WORK INSTRUCTIONS:
Could you render all of the rows below as a numbered list, leaving out blank lines and the pictures?

DATA ENTRIES:
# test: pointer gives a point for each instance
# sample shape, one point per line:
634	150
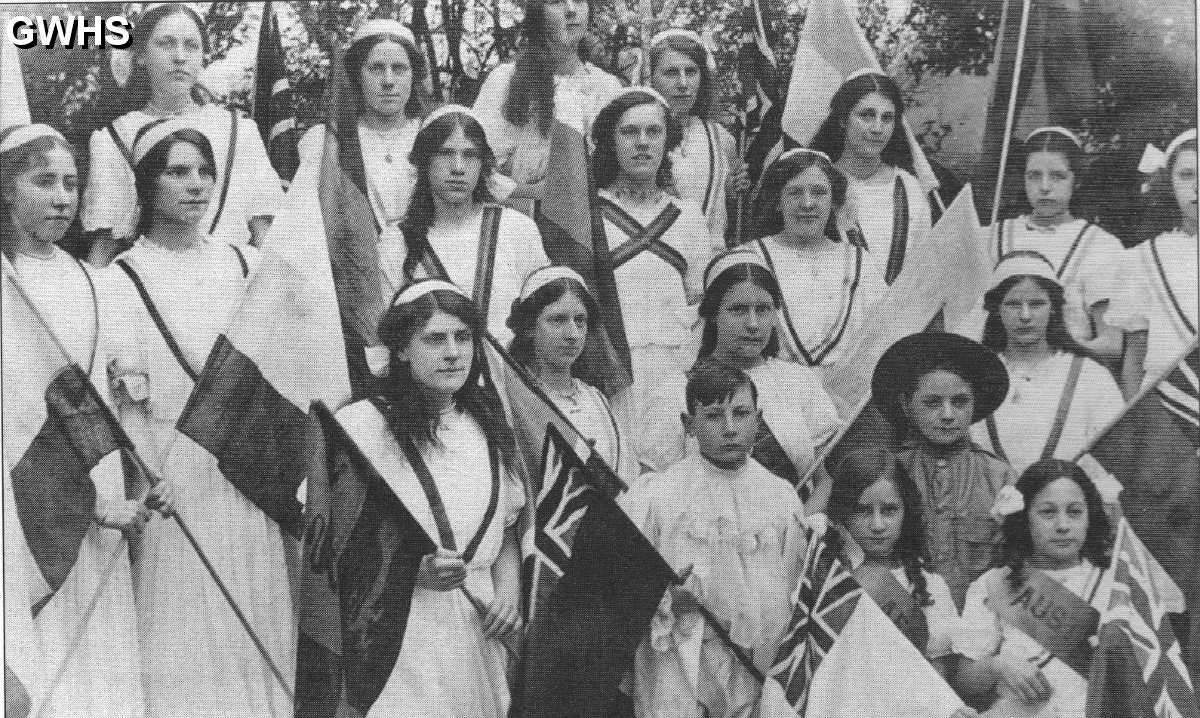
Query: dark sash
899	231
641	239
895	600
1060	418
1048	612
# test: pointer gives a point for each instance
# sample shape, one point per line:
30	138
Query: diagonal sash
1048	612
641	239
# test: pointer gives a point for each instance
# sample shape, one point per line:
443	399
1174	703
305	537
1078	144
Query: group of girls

TASK RESULT:
1. # test: pointer gives a point for each instance
2. # sample shape, one point per line:
3. 634	150
4. Query: dark sash
5. 899	231
6. 641	239
7. 895	600
8. 1060	418
9. 1048	612
10. # test: pointer gives a point for each instance
11. # sample shape, one point per line:
12. 30	138
13. Query: diagonal sash
14. 1048	612
15. 641	239
16. # test: pointer gives a point for each instance
17. # sample shape, one point per line:
18. 443	399
19. 1174	703
20. 305	537
21. 1078	144
22. Query: group of girls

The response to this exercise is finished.